> _Required task_
Update the records from the line with "pixel 191 166." up to and including the line with "pixel 155 196" by putting "soil speck" in place of "dirt particle" and leaving everything else as it is. Give back only those lines.

──────── Excerpted data

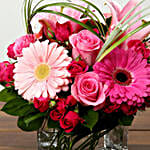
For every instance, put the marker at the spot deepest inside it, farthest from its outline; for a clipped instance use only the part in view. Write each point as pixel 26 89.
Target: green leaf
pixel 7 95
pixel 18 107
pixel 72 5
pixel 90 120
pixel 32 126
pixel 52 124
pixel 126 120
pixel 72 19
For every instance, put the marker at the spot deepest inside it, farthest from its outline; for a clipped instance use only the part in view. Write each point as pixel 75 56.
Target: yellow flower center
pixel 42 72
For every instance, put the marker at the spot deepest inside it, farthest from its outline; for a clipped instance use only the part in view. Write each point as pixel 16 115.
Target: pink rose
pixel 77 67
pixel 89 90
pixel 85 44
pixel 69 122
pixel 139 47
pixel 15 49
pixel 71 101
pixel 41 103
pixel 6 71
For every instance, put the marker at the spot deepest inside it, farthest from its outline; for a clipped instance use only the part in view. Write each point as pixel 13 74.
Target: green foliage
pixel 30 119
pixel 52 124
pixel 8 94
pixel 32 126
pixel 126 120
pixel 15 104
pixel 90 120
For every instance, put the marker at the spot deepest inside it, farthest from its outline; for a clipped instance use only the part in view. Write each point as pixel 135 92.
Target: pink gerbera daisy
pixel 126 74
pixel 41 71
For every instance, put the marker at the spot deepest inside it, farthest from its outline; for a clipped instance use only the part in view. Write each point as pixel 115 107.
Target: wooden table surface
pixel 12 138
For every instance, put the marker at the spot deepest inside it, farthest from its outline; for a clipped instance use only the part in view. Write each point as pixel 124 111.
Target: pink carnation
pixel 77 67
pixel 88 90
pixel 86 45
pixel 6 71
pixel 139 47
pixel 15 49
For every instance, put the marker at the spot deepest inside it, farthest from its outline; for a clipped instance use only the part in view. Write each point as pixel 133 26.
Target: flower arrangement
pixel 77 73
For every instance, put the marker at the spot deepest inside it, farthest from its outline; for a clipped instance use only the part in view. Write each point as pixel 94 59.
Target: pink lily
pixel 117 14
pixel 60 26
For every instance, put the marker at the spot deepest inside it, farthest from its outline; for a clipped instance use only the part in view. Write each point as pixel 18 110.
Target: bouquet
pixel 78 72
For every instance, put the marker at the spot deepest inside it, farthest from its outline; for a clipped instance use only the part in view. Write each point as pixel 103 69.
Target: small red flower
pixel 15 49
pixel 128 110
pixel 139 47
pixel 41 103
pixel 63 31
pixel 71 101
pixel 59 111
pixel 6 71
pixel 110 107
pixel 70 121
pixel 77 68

────────────────
──────── Excerpted data

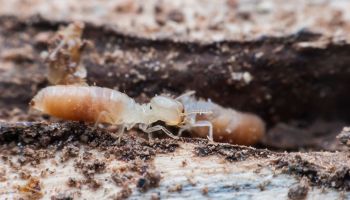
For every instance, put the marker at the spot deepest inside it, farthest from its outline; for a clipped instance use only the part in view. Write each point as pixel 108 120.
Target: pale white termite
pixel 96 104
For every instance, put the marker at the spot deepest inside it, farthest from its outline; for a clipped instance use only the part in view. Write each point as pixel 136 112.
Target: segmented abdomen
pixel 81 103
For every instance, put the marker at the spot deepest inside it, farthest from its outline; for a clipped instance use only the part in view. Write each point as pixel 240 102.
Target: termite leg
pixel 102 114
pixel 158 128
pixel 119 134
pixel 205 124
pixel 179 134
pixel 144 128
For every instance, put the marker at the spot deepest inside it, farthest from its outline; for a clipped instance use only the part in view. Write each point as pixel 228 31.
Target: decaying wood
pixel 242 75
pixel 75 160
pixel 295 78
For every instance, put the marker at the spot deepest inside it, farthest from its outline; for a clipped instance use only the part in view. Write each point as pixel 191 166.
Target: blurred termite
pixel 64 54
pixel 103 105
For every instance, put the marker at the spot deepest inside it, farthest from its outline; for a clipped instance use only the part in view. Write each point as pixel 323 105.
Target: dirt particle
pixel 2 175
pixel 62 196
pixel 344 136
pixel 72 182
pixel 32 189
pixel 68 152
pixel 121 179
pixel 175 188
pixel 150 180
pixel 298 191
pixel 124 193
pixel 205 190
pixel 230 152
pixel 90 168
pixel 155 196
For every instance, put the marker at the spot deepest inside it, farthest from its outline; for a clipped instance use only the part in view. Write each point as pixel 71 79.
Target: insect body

────────────────

> _Output for this exercise_
For every instance, put the marker at the spot deepest inside it, farthest from its outline; for a clipped instance use only the part in view. Write each point as pixel 191 166.
Target: blurred termite
pixel 64 54
pixel 103 105
For every instance, put the marker at the spot deepest inside it, farthest from its outline; for a clipped instance use only the part in view. Write each point as pixel 323 105.
Target: soil speck
pixel 2 175
pixel 62 196
pixel 344 136
pixel 72 182
pixel 32 189
pixel 68 152
pixel 121 179
pixel 175 188
pixel 150 180
pixel 298 191
pixel 124 193
pixel 205 190
pixel 230 152
pixel 90 168
pixel 155 196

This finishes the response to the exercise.